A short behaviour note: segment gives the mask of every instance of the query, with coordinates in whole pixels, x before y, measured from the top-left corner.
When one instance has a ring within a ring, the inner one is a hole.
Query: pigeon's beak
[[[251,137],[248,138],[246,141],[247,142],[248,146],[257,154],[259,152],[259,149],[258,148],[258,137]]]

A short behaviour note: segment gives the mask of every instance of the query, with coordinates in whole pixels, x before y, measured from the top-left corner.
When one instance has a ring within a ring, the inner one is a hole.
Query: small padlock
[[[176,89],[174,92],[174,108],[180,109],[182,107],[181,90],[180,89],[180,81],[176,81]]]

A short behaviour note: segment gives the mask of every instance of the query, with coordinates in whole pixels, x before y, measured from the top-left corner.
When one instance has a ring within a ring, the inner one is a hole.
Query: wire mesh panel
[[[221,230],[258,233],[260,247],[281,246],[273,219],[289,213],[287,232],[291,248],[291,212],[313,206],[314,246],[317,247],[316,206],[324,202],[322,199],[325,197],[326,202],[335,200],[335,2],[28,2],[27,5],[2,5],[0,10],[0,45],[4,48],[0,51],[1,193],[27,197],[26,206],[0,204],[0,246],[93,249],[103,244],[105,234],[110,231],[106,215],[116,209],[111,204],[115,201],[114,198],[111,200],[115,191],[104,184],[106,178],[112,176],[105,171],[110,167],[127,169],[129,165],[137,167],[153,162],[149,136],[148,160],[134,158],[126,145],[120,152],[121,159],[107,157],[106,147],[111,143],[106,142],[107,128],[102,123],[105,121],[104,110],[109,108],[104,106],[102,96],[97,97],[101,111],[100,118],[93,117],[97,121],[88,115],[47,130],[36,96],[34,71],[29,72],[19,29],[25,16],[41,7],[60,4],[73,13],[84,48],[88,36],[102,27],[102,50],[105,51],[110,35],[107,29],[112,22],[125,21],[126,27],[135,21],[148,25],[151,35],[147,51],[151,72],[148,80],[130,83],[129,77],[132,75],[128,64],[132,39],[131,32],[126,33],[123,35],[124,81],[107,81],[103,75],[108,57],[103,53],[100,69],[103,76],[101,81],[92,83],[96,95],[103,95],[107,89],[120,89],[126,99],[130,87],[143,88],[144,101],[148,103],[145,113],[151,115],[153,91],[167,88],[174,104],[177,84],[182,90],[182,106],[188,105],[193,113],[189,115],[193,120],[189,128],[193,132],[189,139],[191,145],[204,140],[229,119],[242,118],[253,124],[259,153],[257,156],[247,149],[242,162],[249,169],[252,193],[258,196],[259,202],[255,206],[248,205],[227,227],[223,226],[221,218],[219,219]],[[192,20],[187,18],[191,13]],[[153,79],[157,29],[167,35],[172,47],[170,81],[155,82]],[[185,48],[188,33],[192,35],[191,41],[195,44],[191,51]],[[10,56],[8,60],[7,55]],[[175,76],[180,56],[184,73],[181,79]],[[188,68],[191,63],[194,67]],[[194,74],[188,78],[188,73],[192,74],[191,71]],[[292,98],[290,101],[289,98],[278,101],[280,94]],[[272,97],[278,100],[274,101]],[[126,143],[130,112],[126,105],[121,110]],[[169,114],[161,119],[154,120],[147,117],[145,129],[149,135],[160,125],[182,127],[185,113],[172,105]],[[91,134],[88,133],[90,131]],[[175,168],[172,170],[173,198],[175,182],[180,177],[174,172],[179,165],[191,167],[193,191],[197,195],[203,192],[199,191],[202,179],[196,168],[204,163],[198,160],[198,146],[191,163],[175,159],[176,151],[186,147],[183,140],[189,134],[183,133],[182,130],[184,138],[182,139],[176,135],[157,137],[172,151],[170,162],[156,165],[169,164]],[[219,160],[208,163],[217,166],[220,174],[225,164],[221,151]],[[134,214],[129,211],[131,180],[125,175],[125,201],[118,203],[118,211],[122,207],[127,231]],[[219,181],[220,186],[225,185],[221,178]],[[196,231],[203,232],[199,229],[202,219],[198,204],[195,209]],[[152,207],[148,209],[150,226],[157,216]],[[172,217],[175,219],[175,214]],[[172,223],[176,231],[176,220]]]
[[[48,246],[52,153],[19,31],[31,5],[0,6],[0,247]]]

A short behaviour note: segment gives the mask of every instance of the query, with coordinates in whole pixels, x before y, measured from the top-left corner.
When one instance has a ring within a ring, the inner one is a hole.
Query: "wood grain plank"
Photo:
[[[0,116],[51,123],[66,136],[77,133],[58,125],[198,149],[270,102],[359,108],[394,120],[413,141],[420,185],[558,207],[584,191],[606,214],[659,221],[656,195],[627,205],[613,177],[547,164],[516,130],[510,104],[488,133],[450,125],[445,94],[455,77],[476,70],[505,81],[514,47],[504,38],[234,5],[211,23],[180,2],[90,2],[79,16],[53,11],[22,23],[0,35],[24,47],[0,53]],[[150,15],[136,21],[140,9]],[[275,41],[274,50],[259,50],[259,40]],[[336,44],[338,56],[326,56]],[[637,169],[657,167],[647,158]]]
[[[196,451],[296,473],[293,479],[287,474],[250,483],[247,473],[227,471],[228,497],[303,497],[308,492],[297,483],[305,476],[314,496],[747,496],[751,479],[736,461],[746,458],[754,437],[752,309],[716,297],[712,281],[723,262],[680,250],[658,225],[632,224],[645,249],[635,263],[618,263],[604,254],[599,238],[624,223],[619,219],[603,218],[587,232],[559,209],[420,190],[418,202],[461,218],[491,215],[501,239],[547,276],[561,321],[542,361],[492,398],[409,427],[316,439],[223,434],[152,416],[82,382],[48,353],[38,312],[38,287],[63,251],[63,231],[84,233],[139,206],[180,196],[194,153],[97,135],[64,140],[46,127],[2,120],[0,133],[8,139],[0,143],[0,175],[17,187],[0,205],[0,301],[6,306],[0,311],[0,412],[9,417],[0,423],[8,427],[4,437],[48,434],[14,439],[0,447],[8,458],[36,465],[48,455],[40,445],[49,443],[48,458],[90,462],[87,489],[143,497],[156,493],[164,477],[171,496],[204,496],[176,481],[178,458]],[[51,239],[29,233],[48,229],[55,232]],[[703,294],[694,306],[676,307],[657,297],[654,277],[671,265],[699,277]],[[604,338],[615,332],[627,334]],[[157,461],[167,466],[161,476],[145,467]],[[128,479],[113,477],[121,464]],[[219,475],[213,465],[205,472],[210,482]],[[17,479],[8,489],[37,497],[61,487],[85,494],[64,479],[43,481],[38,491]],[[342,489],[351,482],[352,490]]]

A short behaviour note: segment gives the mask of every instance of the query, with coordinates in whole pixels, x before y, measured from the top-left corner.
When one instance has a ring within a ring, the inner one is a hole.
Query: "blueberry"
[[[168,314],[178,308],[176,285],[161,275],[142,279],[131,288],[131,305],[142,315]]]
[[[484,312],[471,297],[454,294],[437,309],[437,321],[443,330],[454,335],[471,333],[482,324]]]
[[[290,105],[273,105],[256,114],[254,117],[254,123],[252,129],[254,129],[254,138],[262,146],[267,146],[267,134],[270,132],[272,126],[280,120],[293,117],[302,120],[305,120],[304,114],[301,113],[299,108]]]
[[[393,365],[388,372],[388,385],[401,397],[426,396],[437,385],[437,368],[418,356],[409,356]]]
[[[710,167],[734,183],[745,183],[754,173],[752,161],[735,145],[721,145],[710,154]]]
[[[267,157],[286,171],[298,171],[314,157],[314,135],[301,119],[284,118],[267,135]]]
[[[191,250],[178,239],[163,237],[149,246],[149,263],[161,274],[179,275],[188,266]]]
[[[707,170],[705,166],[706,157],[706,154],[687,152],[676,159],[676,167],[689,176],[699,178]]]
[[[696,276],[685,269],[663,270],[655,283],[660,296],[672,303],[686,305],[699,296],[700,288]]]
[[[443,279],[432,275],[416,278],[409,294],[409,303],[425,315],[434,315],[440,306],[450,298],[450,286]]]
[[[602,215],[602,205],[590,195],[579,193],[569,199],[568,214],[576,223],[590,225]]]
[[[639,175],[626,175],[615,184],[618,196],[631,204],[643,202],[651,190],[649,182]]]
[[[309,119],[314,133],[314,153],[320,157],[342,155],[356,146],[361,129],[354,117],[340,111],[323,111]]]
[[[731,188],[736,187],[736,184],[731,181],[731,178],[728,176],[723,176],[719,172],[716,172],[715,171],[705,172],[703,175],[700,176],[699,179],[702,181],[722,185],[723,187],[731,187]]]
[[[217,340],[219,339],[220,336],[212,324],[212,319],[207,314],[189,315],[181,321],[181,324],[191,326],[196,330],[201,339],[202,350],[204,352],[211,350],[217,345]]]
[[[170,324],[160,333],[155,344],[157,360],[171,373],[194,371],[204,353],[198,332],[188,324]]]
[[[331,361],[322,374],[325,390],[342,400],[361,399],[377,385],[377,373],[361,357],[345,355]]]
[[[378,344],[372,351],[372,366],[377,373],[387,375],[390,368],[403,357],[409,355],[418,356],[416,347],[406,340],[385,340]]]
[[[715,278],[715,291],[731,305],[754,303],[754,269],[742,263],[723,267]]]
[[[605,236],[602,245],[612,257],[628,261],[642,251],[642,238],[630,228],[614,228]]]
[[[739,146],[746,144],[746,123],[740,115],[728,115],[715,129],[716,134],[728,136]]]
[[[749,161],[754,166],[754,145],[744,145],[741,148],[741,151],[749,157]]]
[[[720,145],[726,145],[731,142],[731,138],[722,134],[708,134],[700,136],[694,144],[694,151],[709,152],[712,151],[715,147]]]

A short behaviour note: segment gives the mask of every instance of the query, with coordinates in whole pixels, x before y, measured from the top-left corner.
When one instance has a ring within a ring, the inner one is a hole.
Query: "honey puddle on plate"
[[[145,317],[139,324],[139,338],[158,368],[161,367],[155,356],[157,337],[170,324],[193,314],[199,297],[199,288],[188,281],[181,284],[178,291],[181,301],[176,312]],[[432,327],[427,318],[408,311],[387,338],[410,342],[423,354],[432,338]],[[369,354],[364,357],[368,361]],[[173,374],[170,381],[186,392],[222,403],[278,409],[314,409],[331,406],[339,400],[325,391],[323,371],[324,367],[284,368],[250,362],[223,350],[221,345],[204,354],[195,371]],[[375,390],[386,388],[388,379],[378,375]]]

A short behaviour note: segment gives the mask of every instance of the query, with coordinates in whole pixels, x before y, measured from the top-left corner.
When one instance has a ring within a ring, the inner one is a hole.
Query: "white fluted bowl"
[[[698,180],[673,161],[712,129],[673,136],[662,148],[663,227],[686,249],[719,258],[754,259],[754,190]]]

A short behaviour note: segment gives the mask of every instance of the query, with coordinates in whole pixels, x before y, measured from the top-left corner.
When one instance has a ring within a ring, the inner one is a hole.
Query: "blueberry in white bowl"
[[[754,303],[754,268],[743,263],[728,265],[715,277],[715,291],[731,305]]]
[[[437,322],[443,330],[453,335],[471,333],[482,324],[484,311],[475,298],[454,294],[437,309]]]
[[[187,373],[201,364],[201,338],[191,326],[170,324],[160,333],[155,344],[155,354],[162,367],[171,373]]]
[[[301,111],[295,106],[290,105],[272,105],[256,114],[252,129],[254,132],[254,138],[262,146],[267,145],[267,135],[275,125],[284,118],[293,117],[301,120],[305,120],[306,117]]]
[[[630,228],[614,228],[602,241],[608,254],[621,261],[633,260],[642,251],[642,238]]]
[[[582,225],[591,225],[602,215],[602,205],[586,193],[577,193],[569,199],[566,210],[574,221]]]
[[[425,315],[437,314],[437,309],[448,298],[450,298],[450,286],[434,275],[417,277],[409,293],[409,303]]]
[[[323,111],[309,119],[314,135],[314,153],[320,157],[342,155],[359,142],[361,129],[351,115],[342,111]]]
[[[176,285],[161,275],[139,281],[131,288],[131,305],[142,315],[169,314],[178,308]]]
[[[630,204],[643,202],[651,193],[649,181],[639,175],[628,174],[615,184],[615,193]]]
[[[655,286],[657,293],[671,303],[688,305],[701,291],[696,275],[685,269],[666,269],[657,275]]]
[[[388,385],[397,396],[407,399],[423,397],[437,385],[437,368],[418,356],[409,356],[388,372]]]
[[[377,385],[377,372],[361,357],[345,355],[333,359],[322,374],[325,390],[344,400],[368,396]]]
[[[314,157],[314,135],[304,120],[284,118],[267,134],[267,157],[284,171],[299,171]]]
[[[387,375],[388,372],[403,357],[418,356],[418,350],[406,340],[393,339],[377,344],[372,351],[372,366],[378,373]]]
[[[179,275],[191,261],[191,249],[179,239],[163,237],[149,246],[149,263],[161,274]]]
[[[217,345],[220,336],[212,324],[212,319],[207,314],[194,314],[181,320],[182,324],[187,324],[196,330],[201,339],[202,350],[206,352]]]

***

- [Your goal]: Which lines in the rows above contain the word "white"? Pick out each one and copy it.

- [Problem solution]:
Query: "white fluted bowl"
Query: "blueberry in white bowl"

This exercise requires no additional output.